● **DATASET ENTRIES**
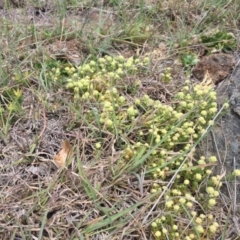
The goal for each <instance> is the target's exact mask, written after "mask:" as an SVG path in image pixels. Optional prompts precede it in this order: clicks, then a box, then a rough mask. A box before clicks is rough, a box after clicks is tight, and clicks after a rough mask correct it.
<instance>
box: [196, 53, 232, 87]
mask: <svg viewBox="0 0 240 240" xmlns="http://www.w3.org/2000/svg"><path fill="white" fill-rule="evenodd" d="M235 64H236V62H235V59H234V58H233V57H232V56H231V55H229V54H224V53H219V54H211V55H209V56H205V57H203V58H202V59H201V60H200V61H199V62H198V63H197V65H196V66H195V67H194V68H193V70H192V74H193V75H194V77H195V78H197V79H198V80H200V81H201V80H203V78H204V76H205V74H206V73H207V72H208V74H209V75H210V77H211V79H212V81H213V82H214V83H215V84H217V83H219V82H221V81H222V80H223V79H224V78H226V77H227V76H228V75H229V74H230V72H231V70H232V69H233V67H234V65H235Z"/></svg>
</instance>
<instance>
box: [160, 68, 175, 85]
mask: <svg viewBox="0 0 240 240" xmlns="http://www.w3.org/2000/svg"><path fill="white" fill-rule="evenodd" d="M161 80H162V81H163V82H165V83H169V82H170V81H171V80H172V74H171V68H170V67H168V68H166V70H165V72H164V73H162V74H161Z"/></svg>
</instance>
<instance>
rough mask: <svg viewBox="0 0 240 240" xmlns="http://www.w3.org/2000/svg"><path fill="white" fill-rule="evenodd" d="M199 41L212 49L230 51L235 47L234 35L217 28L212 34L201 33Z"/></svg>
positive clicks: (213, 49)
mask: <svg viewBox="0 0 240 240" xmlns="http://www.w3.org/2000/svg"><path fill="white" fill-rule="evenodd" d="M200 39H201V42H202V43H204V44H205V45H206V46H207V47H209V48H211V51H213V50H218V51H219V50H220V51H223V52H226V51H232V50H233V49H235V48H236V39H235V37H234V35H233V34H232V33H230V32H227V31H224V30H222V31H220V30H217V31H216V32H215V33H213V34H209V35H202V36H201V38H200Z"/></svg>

==

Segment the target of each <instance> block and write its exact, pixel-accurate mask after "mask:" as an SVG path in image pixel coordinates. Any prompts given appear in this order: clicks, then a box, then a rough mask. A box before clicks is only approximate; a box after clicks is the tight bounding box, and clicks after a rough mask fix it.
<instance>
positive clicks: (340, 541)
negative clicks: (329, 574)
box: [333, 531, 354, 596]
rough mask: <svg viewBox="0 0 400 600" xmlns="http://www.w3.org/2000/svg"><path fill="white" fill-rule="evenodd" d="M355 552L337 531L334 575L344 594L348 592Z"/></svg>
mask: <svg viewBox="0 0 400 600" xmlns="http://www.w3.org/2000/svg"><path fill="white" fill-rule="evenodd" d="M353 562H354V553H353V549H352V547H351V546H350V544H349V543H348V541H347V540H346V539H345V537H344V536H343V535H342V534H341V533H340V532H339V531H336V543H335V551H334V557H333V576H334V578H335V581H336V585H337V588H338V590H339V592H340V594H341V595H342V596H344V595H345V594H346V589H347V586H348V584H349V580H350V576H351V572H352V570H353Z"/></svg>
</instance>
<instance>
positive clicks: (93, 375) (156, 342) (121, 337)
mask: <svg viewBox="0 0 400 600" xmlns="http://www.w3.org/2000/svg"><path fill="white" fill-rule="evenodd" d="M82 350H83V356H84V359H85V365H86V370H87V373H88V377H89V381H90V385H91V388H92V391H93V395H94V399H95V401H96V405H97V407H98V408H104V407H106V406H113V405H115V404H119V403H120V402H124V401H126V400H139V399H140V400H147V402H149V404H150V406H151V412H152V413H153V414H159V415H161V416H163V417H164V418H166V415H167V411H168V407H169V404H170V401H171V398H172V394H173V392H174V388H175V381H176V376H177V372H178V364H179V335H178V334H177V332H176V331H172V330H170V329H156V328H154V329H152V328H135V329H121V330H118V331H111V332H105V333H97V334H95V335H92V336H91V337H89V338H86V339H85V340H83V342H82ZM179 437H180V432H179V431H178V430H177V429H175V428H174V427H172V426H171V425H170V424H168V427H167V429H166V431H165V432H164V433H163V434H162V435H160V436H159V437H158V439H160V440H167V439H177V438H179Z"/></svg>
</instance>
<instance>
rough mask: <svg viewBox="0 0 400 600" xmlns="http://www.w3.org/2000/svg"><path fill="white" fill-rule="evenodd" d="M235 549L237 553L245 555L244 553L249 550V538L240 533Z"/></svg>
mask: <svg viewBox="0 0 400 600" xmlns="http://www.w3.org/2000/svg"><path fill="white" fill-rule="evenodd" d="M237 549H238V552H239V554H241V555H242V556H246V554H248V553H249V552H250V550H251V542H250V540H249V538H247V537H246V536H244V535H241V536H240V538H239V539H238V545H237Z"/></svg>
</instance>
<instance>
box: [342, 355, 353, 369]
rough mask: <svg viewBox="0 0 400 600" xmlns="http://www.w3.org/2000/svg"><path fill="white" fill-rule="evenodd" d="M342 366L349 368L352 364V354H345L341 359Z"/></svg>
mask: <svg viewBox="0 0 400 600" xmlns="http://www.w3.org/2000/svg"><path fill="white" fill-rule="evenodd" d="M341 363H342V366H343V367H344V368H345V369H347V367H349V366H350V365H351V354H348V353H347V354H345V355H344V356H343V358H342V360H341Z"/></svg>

---

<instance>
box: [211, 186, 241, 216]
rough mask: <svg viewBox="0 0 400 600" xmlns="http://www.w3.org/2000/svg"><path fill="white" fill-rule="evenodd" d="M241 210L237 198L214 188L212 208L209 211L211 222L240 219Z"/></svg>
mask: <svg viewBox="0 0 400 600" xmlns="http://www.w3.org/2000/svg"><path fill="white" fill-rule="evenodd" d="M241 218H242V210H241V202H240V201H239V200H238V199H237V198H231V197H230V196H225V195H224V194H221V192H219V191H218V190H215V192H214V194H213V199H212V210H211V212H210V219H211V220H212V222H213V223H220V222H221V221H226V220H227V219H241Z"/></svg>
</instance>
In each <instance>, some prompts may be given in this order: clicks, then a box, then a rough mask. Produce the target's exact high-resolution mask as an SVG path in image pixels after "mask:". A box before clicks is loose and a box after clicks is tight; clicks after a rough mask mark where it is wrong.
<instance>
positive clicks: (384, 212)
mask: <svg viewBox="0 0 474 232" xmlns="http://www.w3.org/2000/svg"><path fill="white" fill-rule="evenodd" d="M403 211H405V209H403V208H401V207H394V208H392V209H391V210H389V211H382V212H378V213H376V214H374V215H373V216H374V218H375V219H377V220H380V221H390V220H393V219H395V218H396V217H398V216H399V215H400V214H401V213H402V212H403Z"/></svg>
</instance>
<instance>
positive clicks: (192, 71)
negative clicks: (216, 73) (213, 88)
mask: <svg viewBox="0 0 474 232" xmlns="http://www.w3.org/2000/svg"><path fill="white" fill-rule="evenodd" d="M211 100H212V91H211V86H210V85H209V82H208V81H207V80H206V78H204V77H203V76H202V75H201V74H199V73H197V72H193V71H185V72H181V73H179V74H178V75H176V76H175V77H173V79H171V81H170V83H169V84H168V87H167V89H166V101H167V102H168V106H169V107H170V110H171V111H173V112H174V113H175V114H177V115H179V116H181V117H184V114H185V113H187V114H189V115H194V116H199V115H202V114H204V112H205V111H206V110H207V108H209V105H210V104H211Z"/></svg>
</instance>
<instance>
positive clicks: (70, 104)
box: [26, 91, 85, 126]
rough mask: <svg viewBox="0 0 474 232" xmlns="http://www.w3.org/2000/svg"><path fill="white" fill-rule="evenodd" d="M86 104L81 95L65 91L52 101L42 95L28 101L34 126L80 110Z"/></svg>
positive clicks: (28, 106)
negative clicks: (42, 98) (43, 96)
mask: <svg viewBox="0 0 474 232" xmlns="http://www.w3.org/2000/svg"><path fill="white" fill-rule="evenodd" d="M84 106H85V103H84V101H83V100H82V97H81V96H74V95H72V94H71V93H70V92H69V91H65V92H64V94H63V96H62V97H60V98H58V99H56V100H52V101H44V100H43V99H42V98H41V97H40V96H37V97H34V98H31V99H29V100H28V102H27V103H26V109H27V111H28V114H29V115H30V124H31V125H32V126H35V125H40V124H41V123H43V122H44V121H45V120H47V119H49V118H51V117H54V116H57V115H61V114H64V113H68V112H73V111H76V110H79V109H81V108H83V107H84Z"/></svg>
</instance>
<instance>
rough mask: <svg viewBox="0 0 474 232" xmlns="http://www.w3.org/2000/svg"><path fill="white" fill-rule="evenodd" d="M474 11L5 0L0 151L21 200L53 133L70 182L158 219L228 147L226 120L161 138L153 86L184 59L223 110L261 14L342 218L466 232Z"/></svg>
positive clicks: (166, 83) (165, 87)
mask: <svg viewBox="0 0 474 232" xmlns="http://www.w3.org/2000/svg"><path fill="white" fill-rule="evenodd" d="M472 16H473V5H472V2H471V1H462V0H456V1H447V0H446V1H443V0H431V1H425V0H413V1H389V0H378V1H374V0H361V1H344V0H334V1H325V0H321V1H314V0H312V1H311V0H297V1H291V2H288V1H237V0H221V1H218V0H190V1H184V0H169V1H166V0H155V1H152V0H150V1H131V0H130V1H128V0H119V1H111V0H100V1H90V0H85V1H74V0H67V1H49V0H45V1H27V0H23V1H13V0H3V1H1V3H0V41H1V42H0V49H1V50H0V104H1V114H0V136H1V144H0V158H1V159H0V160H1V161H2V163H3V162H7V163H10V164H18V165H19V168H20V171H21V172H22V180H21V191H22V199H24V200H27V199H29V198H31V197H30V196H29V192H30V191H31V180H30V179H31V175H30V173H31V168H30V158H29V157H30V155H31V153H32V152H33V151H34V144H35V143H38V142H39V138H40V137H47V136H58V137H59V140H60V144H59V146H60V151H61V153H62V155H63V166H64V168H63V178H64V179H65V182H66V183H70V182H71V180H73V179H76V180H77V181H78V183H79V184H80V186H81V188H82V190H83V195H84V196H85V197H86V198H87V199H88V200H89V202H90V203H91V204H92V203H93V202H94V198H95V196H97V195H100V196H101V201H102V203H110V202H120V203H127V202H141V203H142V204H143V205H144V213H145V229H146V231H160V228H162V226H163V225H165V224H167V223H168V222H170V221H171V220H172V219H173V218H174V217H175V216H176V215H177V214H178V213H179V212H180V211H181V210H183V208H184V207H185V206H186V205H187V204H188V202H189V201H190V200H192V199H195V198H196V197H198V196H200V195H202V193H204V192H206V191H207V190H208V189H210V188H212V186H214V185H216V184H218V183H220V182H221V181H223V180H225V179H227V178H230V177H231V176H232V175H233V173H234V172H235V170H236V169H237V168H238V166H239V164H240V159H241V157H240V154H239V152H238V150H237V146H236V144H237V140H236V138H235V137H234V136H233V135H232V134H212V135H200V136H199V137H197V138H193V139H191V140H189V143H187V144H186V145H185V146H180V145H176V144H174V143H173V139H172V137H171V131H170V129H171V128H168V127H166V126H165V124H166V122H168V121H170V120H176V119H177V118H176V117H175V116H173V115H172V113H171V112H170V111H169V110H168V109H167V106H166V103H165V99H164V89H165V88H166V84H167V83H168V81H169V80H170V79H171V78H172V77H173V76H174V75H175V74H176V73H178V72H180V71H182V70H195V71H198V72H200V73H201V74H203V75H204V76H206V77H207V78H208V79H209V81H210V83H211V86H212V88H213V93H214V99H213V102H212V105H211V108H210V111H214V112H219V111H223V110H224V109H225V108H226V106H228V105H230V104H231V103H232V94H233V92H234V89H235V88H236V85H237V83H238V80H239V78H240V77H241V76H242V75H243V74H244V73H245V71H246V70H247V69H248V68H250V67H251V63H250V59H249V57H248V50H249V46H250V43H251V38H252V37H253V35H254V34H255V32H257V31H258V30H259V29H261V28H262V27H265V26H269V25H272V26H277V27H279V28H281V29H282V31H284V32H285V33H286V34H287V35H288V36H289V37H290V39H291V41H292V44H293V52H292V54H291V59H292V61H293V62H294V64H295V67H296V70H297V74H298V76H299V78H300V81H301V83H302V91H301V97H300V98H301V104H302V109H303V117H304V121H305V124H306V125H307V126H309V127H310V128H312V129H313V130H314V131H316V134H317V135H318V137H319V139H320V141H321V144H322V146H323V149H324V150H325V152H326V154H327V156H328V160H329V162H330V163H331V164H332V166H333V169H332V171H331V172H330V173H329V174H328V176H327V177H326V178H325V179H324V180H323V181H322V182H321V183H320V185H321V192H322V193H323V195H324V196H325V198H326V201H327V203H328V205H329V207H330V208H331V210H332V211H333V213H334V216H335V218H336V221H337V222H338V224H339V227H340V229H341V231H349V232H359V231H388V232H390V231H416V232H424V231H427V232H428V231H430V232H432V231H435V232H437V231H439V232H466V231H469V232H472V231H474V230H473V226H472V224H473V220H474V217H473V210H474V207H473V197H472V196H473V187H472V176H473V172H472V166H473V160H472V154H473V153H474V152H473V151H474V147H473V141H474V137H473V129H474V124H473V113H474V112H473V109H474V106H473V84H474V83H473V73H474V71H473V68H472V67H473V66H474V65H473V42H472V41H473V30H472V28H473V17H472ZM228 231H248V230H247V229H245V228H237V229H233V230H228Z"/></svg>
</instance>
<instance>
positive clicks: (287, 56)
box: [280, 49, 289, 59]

● **ACTIVITY**
Start with the line above that contains "104L81 95L65 91L52" and end with the line that contains "positive clicks: (28, 106)". Write out those lines exactly, and only those.

● **ANSWER SECTION**
rough mask: <svg viewBox="0 0 474 232" xmlns="http://www.w3.org/2000/svg"><path fill="white" fill-rule="evenodd" d="M86 104L81 95L65 91L52 101L42 95L28 101L34 126L80 110Z"/></svg>
positive clicks: (28, 106)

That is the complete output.